→ AIM OF THE EXERCISE: Would you transcribe the line that holds "the white interior", plus every line beneath it through the end of the data, exactly and with nothing added?

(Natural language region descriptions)
################
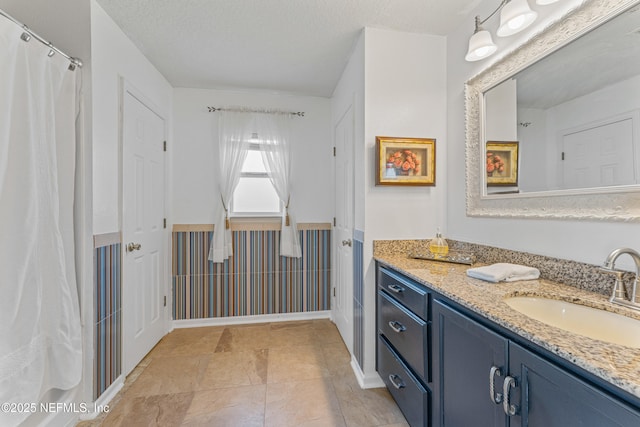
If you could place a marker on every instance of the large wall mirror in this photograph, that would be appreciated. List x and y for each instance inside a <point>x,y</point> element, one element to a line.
<point>553,128</point>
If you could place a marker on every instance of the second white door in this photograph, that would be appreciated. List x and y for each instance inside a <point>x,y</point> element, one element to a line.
<point>143,230</point>
<point>342,303</point>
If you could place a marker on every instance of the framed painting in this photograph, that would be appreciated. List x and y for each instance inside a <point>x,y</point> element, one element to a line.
<point>405,161</point>
<point>502,163</point>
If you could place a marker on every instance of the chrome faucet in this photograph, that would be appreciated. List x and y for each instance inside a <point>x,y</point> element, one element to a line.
<point>618,296</point>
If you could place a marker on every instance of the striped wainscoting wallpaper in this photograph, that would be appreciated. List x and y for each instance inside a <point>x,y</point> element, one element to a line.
<point>108,312</point>
<point>256,279</point>
<point>358,297</point>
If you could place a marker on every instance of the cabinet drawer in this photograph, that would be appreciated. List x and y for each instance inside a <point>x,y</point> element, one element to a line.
<point>412,398</point>
<point>406,332</point>
<point>412,295</point>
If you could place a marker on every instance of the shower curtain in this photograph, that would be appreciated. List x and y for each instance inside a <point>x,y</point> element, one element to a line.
<point>40,335</point>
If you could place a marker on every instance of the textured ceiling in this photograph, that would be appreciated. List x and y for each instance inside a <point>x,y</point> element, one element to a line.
<point>295,46</point>
<point>609,54</point>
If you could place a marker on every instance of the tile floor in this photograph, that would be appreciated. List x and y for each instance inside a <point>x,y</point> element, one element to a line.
<point>271,374</point>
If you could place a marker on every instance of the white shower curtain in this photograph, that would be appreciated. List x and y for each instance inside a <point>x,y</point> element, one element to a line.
<point>40,335</point>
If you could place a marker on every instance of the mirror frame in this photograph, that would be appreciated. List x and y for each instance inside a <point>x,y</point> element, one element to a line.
<point>620,203</point>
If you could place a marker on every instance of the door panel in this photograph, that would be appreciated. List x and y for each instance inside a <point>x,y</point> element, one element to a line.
<point>600,156</point>
<point>342,303</point>
<point>142,226</point>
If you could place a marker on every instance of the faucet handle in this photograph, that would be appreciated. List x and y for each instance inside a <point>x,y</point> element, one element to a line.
<point>619,292</point>
<point>613,271</point>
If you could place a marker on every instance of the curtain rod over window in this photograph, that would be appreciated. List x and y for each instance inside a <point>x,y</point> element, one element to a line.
<point>251,110</point>
<point>28,33</point>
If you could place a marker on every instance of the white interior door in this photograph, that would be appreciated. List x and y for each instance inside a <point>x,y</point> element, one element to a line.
<point>143,217</point>
<point>342,304</point>
<point>599,156</point>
################
→ RESULT:
If you could place a marker on every instance of the white interior door in this photograph, that would be appreciated. List x and y for each instance inside a <point>x,y</point> element, one element to a line.
<point>143,217</point>
<point>342,304</point>
<point>599,156</point>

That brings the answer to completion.